书面请求 A ▸
列出页面文本中提到的全部组织和企业名称。

页面文本 ▸
────────────────
并非沒有人看到這類似“月球表面”的景象。加拿大的一家智囊機構彭比納合理發展研究所(Pembina Institute for Appropriate Development)的研究人員丹·沃尼洛韋茲(Dan Woynillowicz)在談到阿爾伯塔省的油砂開發時不無擔憂地說: “遲早有一個時間點,會出現傾斜點,(油砂開采的危害)對周邊地區的居民和物種產生不可逆轉的影響。”
然而,石油對于經濟發展的直接作用,讓這些創傷被選擇性無視。中國也在近年來加入了在阿爾伯塔省的油砂開發。來自加拿大和諧基金會(Harmony Foundation)的數據表明,以中國工商銀行為首的一些金融集團,在加拿大的油砂投資已經合計超過了460億美元——這還不包括中石油、中石化以及中海油在相關項目上的并購以及其他投資行為。
加拿大和諧基金會是一個致力于環保、公共教育以及企業社會責任的非營利性組織,目前在全球36個國家都有相關項目。針對中國企業對于加拿大油砂的投資,該基金會立場鮮明:“我們希望中國投資者對其海外合作伙伴的行為有更全面的了解,并作出更理智、更符合社會利益的投資。中國的可持續發展關乎整個世界的可持續發展,我們希望幫助中國了解油砂的真實情況并做出有利于實現中國減碳、可持續發展的目標。”
────────────────
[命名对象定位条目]
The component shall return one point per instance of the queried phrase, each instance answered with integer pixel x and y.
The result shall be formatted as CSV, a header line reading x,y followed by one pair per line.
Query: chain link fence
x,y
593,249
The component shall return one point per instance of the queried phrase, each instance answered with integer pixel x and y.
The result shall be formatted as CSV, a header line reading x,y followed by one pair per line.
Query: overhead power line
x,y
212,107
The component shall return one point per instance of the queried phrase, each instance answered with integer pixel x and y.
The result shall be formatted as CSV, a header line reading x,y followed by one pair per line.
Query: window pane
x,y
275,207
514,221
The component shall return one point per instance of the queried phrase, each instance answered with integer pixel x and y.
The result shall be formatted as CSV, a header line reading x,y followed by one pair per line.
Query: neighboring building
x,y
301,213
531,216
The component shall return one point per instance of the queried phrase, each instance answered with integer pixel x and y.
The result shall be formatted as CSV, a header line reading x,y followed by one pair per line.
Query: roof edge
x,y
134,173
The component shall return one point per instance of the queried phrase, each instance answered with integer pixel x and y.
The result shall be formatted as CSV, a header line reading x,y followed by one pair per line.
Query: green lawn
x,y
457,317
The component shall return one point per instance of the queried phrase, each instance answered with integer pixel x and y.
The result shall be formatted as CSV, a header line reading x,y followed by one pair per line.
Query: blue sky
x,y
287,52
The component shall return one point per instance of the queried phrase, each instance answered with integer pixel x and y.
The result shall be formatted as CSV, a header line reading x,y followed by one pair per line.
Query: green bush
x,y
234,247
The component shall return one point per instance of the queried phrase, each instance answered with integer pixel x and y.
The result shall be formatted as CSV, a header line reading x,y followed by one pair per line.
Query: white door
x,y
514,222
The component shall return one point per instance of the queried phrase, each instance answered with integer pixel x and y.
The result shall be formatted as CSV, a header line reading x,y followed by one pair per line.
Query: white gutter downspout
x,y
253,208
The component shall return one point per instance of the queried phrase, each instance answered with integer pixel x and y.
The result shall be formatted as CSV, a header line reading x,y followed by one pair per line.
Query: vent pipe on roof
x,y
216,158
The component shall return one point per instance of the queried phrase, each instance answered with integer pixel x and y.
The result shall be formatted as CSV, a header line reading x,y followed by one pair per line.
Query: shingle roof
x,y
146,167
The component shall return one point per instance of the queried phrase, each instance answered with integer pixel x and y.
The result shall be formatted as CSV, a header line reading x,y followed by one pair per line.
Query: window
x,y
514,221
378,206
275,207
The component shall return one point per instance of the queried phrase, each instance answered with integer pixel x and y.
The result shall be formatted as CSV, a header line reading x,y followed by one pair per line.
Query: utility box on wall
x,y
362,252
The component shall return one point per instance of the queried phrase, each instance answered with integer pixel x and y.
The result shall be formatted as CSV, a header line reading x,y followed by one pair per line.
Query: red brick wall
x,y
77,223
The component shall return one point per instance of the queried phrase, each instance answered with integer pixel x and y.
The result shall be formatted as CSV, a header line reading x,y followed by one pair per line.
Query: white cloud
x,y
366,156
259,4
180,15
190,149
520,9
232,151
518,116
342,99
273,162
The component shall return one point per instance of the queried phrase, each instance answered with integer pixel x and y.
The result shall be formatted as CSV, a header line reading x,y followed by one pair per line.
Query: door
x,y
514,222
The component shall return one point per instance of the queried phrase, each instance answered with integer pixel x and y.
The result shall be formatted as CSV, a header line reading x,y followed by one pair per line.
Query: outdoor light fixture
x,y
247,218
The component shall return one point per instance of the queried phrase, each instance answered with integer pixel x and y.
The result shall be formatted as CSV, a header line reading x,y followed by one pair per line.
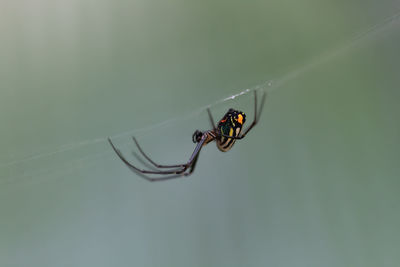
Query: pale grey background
x,y
315,184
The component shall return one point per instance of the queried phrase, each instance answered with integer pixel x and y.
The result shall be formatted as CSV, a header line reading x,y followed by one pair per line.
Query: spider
x,y
225,134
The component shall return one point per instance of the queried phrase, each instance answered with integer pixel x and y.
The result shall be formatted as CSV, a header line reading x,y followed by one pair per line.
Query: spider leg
x,y
132,167
175,173
211,119
151,161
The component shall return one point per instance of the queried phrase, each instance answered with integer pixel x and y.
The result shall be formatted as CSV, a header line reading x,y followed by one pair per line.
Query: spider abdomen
x,y
230,127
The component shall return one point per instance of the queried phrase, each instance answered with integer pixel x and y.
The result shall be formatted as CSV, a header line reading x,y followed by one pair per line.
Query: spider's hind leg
x,y
151,161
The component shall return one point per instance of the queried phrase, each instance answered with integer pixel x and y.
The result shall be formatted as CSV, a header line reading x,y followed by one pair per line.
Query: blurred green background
x,y
314,184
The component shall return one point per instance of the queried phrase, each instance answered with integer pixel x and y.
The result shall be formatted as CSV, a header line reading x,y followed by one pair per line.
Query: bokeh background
x,y
316,183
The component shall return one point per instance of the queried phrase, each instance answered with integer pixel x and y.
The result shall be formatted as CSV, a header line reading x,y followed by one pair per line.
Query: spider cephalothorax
x,y
228,130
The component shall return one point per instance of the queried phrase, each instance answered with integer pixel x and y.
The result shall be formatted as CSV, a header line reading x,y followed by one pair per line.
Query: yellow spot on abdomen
x,y
240,118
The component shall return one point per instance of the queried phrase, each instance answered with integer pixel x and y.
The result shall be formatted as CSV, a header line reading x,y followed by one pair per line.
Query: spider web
x,y
84,153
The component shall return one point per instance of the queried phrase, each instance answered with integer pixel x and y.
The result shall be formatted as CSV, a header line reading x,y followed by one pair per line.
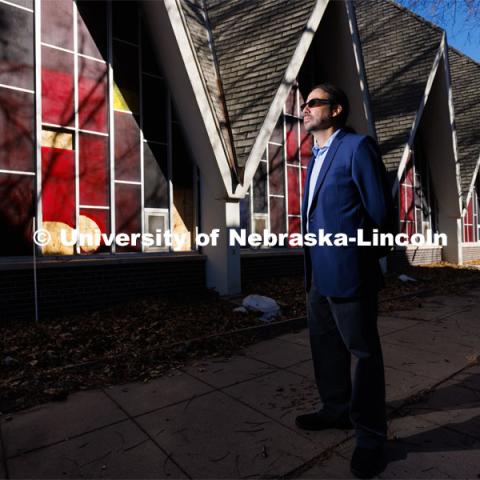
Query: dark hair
x,y
337,97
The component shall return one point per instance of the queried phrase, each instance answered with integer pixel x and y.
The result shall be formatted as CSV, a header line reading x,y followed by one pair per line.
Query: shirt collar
x,y
316,150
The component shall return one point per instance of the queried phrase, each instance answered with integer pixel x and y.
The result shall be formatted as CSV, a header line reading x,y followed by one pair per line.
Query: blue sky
x,y
463,28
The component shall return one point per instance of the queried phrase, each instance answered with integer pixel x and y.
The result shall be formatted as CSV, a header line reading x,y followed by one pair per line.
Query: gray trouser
x,y
339,328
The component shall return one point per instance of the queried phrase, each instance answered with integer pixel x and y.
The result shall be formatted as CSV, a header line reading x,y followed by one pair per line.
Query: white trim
────────────────
书面请求 B ▸
请从记录中找出含有字符串“background”的每一行，原样复制，大小写须一致。

正确答案 A ▸
彭比納合理發展研究所（Pembina Institute for Appropriate Development）
加拿大和諧基金會（Harmony Foundation）
中國工商銀行
中石油
中石化
中海油

正确答案 B ▸
Query: pale grey background
Query: blurred green background
Query: bokeh background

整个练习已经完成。